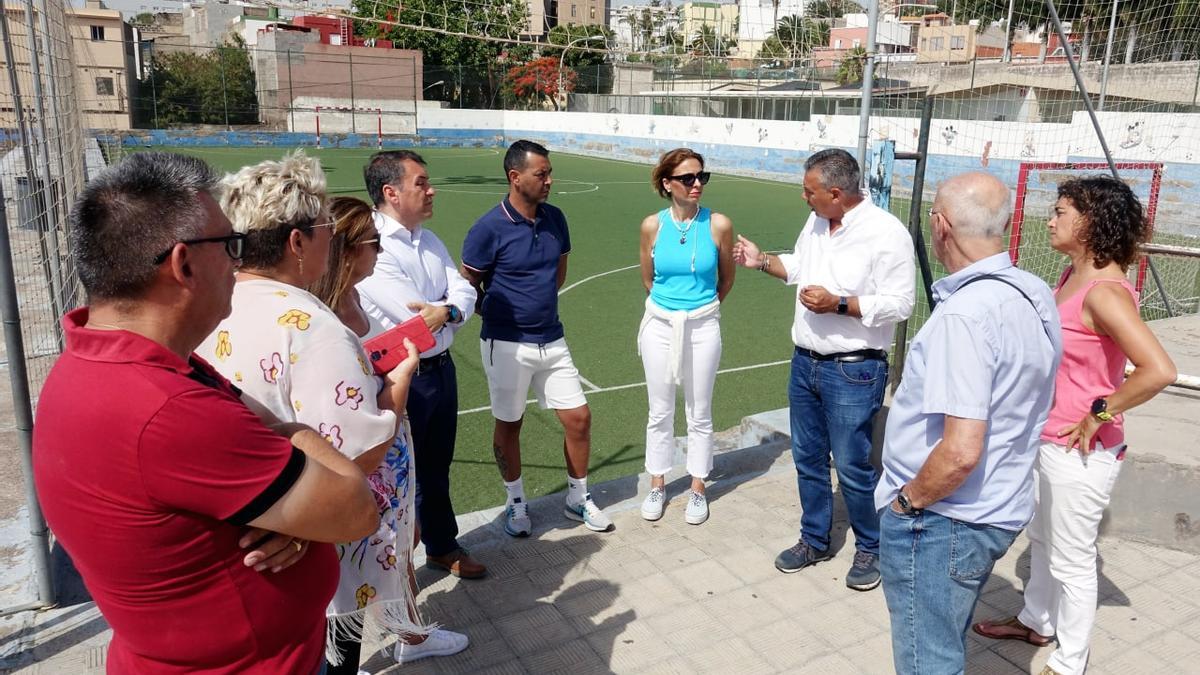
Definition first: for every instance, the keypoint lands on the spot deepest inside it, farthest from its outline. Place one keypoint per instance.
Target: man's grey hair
(977, 204)
(837, 168)
(133, 211)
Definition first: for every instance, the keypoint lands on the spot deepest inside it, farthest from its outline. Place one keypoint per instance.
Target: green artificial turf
(605, 201)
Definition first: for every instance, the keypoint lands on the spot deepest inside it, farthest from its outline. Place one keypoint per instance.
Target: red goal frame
(1156, 184)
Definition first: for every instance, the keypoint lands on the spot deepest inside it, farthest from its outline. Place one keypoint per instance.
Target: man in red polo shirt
(153, 472)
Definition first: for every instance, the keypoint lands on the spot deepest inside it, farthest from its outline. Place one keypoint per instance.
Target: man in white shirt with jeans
(415, 275)
(853, 264)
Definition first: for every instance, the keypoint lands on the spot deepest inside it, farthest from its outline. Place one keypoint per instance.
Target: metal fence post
(225, 89)
(47, 225)
(154, 88)
(292, 96)
(23, 411)
(349, 60)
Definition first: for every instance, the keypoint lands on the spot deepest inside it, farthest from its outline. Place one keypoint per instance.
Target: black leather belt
(435, 362)
(846, 357)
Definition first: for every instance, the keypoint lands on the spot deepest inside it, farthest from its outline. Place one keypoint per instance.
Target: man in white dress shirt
(415, 275)
(853, 266)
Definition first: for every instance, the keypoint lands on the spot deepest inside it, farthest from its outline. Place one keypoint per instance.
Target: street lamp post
(563, 59)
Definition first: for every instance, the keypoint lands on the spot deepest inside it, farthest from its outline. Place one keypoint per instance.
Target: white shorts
(513, 366)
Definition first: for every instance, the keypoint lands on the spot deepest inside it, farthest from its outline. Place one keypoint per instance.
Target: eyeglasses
(690, 179)
(234, 245)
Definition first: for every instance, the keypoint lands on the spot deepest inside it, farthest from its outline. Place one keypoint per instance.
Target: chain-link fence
(45, 160)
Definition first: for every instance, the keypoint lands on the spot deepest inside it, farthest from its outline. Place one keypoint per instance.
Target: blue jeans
(934, 568)
(833, 406)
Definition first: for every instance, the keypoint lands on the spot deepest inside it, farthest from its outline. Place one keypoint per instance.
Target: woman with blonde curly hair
(285, 348)
(1099, 223)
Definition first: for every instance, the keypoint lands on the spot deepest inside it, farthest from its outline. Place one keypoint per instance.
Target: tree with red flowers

+-------+

YOUR INSTRUCTIONS: Return the material in full, word for word, and skip the pictures.

ANSWER AREA:
Definition first: for every instance, the keypoint lands on the spot deepest inside it, farthest from its outline. Place one keypoint per instance.
Target: man's grey hair
(977, 204)
(837, 168)
(133, 211)
Definition first: for every instance, the keypoint lands on the spot deepest inside it, farthest from its outline. Place one keypoint per instance.
Target: green artificial turf
(605, 201)
Definition first: for every instance, the keypoint lands on the spot deepest inside it, farthest from its outline. Place one keypoint per instance.
Target: red goal frame
(1156, 184)
Definition first: for every instance, the keypoint lands on the spot deepest inside it, farthest from its outline. Place one keypoint per instance.
Target: man in red polo shirt
(153, 472)
Definition first: for every instance, the keypoint lands on the spot deepest inside it, farthest from its outline. Place one keypoint per instance.
Target: man in white shirt with jeans
(415, 275)
(853, 264)
Definition first: for every instance, the keypoint lands on the spot deepest inside it, farthest from its outline. Place one keypoint per instance.
Target: metal fence post
(225, 89)
(47, 225)
(154, 88)
(292, 96)
(23, 411)
(349, 60)
Definition first: for every instance, the keypoint lands on the spot deepest inside it, farthest from its outline. Place one keypoint per instance.
Target: black leather belt
(435, 362)
(846, 357)
Definition first: for every instance, the keypoint lands on the spot deepest inside it, farthest from its outline. Place one keypoint per instance.
Target: man in white dress shirt
(415, 275)
(853, 266)
Definition first: for every instance, the keypoint lands on the spot deepest inside it, farthest from its outline. Place one keypoint per instance.
Target: street lamp post
(563, 59)
Definition first: for every instance, the keypoint lands on the spot deepest inside it, farthest from its outline. Place one keypoint per instance.
Target: white shorts
(513, 366)
Definition first: for every instance, the keypoint lands on the spot deepest inside it, farthest from its outline. Place one keypoint per instance.
Target: eyeglasses
(690, 179)
(234, 245)
Definition first: for every instance, the keypoint lands on the spot deepest inside it, farthest from its outline. Place one keypoint per instance.
Target: chain-link fence
(45, 160)
Definition first: for every instance, the keypoint lands on the spot deepest inside it, farthest from its outline. Place one keypoint per instance.
Target: blue jeans
(934, 568)
(833, 406)
Definition first: for every instance, the keypoint lands on the spot deepest inside it, farthest from its outline. Place one keypoint per instance.
Target: woman with blonde curly hair
(285, 348)
(1099, 223)
Definition first: for every instance, the keypoint lands on the spot deepest inside it, farthest from its outline. Place one keypoint per instance.
Target: tree with red flowers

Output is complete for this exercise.